Copy out every one of the lines below verbatim, without changing any character.

=== RECORDS SHOWN ===

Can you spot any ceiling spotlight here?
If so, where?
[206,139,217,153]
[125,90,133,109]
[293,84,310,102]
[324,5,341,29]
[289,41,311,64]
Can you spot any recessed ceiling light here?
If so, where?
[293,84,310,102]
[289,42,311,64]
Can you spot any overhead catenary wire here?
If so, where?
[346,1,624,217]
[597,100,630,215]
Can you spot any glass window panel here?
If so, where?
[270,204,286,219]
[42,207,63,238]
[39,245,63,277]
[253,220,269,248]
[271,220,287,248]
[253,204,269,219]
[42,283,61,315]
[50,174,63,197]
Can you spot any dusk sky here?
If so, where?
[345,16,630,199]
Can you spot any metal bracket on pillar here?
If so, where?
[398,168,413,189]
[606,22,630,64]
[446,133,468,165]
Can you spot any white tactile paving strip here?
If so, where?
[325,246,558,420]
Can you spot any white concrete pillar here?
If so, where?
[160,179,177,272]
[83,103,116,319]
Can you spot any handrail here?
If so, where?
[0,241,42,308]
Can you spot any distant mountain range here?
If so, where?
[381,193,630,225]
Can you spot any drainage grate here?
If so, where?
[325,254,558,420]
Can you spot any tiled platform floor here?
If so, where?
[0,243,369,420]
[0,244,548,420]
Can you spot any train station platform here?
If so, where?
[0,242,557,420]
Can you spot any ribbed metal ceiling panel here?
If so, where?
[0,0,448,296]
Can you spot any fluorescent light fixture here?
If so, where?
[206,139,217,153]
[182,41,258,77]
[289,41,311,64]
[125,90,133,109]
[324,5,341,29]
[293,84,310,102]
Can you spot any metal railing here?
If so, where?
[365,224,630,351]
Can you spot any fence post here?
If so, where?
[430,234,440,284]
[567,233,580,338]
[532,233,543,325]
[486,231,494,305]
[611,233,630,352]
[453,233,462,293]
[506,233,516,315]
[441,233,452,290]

===

TASK OUTPUT
Can you spot any ceiling spotlight here?
If so, where?
[206,139,217,153]
[125,90,133,109]
[293,84,310,102]
[324,5,341,29]
[289,41,311,64]
Can you spot any recessed ceiling light here?
If so, where?
[293,84,310,102]
[289,42,311,64]
Can you spot any overhead catenary wire here?
If so, where?
[346,1,624,217]
[597,100,630,215]
Can you spot any glass window panel here?
If so, where?
[270,204,286,219]
[42,207,63,238]
[39,245,63,277]
[253,220,269,248]
[271,220,287,248]
[253,204,269,219]
[42,283,61,315]
[50,174,63,197]
Can you spot any dusk sky here?
If so, where?
[345,16,630,199]
Can you spot any metal bracket on pillar here?
If so, where?
[398,168,413,189]
[606,22,630,64]
[446,133,468,165]
Can you spot any white tactile paving strip here?
If so, where?
[325,246,558,420]
Can you spot any white concrete pillar here?
If so, where?
[160,179,177,272]
[83,103,116,319]
Can you spot any handrail here?
If so, where?
[0,241,42,308]
Can you spot any distant mountain range here?
If so, where?
[381,193,630,225]
Can you spot any drainage grate here?
If so, where?
[325,254,558,420]
Can you spot any tiled platform floor here?
If so, where?
[0,243,369,420]
[0,244,548,420]
Can you spot any train station platform here?
If so, where?
[0,242,557,420]
Can you spot any ribbed metal ceiling panel here?
If so, where?
[0,0,448,296]
Can you spot any fluorescent light fixture here?
If so, where?
[206,139,217,153]
[182,41,258,77]
[289,41,311,64]
[125,90,133,109]
[324,5,341,29]
[293,84,310,102]
Can you spot any metal railing here?
If so, where?
[365,224,630,351]
Can you spot any fence post here?
If so, where?
[430,234,440,284]
[567,233,580,338]
[532,233,543,325]
[486,231,494,305]
[611,233,630,352]
[453,233,462,293]
[506,233,516,315]
[441,233,452,290]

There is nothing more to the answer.